▶ **Exercise requirements**:
A faithful transcription of the entries below is required.

▶ **Data under study**:
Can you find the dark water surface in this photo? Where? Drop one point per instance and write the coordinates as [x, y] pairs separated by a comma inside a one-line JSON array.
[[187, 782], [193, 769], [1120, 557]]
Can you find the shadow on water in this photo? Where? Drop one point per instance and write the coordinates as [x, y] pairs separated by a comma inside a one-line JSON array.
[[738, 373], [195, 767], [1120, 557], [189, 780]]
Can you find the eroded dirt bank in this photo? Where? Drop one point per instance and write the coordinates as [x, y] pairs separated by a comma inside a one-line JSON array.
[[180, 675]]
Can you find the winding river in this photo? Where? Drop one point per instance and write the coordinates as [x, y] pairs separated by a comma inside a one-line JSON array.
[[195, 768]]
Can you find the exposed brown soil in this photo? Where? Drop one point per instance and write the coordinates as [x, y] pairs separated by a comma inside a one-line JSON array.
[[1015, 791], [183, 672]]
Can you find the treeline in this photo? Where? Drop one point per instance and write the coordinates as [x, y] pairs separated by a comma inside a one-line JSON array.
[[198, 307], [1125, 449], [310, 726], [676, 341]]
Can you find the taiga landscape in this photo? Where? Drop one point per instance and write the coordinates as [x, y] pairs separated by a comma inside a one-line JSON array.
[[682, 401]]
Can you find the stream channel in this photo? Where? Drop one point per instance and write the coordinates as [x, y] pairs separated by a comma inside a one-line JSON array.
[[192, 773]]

▶ **Task result**:
Can you find the dark water surface in this photo? Where? Drop one point per instance and write the coordinates as [x, y] pairs separated by a comma inside a one-line JSON array.
[[187, 782], [193, 769], [1120, 557]]
Can you find the shadow on water in this photo? Where? Drop one point per instance and write the coordinates as [x, y] pairs separated by a comma inside a one-line JSON array.
[[738, 373], [195, 767], [1120, 557], [189, 780]]
Can you find the eroded dirt bank in this photo? Where? Drop one point per instance and write the coordinates as [x, y] pairs separated by a comma inside a one-line JSON array.
[[180, 675]]
Can you find the winding river in this photo? Where? Drop one point per instance and write the coordinates as [x, y] pairs separated by a comma inside a one-line JSON array.
[[195, 768]]
Can you find the exposed brown soil in this photo? Where? Drop one point per instance and write the coordinates as [x, y] pairs separated by a comma inside a one-line JSON array.
[[1015, 791], [183, 672]]
Can you find the treeline in this photo? Where? Drop one point per instance and write the coordinates as [x, y] pairs separated by a comma inside a one-line JSON array.
[[198, 307], [1125, 449], [310, 726], [676, 341]]
Can you find the taiga landscape in this photo? Where? Drop one point per instance and write the coordinates as [x, y] pairs separated by a comma inside a one-line JSON array.
[[682, 401]]
Can you find the stream channel in this photo? Where? Drop one point per instance and write the coordinates as [x, y] pairs separated by a comma inside a one-line JSON array.
[[192, 773]]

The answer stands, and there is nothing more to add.